Object point labels

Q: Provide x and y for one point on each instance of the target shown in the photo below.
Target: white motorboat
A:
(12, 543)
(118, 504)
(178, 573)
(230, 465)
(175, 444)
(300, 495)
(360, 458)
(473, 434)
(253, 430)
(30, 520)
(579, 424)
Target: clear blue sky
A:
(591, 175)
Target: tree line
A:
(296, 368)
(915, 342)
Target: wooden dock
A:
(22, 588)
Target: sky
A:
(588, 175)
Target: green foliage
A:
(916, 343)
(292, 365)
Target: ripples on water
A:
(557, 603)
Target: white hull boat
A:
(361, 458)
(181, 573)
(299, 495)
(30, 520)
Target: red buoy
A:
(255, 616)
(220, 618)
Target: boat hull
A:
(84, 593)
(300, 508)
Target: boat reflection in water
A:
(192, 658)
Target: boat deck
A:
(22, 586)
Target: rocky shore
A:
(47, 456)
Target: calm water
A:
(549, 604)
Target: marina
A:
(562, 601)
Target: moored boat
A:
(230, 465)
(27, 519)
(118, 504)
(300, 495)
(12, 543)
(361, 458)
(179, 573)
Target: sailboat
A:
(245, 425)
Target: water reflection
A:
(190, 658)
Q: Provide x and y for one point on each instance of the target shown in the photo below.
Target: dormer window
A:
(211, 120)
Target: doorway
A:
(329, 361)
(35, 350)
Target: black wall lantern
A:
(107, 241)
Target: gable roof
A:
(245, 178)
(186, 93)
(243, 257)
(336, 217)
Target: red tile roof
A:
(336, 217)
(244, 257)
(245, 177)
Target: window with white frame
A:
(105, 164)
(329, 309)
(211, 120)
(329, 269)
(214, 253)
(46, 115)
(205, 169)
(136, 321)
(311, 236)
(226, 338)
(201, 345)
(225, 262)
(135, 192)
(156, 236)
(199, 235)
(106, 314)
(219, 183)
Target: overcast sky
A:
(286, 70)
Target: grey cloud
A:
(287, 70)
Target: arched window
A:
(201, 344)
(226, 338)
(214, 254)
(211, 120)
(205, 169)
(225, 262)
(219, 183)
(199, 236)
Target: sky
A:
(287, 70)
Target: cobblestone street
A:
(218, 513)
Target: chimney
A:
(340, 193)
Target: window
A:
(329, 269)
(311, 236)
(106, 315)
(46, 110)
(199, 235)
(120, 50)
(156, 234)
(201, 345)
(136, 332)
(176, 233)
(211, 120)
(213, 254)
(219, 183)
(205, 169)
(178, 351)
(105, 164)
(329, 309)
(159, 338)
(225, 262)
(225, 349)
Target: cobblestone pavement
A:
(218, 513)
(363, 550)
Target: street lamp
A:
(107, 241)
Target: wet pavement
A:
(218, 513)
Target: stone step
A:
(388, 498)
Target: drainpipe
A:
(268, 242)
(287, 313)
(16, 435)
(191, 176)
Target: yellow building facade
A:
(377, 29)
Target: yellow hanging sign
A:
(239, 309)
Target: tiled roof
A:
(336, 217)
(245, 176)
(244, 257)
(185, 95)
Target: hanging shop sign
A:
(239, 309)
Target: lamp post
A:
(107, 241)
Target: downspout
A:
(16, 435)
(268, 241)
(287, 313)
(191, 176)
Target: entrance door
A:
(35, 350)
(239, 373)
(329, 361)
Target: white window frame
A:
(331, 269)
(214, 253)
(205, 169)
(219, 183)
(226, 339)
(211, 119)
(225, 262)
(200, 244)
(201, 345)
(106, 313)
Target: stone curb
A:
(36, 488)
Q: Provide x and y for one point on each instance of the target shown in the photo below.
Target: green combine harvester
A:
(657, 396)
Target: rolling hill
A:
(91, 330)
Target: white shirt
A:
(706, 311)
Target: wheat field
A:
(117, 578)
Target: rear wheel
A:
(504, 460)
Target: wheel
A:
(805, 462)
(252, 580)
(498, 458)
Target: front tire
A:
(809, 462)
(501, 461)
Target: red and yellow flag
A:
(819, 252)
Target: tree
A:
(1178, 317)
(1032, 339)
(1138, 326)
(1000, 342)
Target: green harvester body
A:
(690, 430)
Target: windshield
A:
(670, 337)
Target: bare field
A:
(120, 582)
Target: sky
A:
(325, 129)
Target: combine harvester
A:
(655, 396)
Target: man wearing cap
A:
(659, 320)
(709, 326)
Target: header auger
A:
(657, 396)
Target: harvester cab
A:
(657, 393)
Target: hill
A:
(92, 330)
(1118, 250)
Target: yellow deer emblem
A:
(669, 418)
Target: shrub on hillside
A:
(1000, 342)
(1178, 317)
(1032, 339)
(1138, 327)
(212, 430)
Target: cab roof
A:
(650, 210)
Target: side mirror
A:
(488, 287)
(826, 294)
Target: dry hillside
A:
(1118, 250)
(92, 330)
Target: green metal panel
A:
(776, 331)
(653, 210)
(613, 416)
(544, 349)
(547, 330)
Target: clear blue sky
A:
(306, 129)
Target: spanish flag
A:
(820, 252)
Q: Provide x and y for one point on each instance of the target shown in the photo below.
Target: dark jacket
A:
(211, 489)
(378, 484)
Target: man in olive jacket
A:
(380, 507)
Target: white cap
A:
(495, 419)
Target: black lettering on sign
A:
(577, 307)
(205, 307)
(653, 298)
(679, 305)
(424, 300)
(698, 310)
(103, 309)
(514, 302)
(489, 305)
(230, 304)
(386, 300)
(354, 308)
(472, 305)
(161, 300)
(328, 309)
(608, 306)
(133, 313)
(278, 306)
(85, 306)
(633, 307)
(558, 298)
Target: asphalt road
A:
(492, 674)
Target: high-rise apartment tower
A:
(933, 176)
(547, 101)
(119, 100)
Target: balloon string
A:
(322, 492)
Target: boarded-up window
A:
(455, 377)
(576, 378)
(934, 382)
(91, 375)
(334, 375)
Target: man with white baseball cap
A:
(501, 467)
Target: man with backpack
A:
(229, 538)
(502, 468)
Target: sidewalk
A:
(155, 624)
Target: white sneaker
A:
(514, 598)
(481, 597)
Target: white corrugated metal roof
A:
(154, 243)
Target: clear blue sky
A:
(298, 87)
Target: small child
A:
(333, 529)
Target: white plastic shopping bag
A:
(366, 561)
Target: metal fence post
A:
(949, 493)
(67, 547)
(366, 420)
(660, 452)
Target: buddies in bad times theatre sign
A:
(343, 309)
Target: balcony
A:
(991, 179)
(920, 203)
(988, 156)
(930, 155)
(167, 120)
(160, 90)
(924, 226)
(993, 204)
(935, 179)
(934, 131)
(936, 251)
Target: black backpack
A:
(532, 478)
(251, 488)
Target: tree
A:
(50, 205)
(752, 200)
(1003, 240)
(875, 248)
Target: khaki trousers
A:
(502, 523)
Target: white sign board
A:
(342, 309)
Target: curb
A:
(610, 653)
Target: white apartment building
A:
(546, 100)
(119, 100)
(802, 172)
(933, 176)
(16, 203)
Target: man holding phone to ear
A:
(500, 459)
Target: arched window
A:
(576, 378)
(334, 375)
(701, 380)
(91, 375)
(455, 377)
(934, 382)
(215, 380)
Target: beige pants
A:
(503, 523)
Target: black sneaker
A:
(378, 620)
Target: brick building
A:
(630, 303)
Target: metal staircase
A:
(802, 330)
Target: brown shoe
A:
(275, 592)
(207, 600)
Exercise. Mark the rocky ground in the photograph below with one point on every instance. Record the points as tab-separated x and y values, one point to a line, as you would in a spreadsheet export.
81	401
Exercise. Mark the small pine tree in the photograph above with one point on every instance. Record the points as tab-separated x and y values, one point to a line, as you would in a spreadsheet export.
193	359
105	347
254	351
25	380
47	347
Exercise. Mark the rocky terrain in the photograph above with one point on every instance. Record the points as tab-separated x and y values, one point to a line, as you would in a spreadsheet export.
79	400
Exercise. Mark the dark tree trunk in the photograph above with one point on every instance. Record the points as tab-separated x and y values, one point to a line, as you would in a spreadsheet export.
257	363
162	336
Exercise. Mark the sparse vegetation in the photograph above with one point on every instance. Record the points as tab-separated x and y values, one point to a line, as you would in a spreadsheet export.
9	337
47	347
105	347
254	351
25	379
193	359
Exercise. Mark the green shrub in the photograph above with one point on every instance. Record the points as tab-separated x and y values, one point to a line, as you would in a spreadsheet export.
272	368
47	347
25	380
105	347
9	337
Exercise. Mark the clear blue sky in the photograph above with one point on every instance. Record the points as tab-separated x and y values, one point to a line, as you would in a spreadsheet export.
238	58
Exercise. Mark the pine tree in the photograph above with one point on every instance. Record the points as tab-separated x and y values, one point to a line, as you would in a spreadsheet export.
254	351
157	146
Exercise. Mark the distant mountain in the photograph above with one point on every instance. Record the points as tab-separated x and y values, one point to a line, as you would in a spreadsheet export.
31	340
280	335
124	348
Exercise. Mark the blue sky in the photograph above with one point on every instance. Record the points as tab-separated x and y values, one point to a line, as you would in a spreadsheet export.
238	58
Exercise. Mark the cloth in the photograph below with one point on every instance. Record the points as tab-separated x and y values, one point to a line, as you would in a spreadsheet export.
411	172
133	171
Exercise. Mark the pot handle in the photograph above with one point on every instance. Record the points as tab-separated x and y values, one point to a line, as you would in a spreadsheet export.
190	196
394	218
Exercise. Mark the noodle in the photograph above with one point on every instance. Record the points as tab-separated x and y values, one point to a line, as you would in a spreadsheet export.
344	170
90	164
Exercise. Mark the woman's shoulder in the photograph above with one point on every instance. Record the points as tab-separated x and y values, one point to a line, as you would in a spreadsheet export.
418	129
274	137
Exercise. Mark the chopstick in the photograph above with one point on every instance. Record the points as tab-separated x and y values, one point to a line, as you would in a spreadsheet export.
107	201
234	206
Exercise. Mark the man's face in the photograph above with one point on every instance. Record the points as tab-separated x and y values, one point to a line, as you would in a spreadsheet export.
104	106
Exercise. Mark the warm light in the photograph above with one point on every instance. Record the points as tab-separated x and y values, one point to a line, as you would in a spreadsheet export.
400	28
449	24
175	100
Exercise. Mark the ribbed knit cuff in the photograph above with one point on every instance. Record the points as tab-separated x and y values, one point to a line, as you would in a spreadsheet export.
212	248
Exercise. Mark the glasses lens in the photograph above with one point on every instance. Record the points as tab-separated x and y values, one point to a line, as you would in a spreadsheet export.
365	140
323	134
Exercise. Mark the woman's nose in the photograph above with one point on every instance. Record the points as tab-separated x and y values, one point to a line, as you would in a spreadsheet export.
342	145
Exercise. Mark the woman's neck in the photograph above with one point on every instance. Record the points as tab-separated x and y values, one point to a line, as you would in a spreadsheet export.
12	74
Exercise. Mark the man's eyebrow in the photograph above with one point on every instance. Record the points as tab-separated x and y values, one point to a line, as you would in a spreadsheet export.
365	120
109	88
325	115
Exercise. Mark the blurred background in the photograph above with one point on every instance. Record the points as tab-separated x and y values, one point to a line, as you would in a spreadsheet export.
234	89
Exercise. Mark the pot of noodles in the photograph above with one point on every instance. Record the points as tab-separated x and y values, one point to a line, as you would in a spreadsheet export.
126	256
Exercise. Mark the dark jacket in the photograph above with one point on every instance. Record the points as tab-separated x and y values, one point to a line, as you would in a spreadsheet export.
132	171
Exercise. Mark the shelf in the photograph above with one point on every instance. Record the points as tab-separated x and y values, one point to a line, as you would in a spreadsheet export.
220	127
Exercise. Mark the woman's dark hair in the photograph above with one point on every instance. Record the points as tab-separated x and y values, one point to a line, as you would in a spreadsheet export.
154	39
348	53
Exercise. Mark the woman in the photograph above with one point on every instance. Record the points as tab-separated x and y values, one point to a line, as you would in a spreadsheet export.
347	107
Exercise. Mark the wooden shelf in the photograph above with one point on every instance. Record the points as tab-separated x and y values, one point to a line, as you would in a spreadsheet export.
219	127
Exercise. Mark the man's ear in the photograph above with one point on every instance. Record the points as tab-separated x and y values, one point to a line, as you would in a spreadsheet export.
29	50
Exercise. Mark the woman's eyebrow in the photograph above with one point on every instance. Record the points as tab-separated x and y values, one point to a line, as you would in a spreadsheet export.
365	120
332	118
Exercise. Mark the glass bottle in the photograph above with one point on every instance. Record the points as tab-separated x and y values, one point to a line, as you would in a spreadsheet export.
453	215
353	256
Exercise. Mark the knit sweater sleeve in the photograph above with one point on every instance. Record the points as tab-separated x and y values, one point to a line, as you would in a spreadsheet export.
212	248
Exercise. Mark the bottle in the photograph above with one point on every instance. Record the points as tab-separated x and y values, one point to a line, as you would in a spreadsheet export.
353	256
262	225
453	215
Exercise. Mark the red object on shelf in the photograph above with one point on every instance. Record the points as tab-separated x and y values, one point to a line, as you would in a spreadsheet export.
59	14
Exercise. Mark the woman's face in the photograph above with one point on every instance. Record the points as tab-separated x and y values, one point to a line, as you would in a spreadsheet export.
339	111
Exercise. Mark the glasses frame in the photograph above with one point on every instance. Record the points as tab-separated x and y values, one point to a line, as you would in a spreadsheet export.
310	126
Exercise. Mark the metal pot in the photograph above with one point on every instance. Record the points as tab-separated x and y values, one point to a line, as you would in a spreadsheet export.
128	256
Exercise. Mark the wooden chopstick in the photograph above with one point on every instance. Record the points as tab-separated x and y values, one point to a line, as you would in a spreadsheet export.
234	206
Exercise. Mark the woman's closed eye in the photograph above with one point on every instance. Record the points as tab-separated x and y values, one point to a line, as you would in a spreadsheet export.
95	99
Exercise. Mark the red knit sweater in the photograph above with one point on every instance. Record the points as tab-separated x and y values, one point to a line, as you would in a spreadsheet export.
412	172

(WHAT TO DO) Repeat, character for character, the lines from the one that holds "Exercise. Mark the glasses frame" to the final line of the material, inclusive, and no other lines.

(EXERCISE RESPONSE)
Exercise. Mark the glasses frame in the photograph above with one point on every instance. Record the points as tab-separated x and y values, one point to a line, as you would in a spreadsheet export.
310	126
Exercise. Mark the metal pot in the photograph above with one point on every instance. Record the points as tab-separated x and y values, one point to a line, as you would in a spreadsheet export.
128	256
Exercise. Mark the wooden chopstick in the photograph above with one point on every instance. Record the points as tab-separated x and y values, one point to a line, as you would in a spreadsheet export.
234	206
Exercise. Mark the woman's closed eye in the photograph above with one point on every instance. Record the points as tab-separated x and y values, one point to a line, as you would in a spreadsheet export.
95	99
Exercise. Mark the red knit sweater in the photograph above with one point on every instance. Record the points as tab-separated x and y values, one point to a line, as you would in a spreadsheet export.
412	172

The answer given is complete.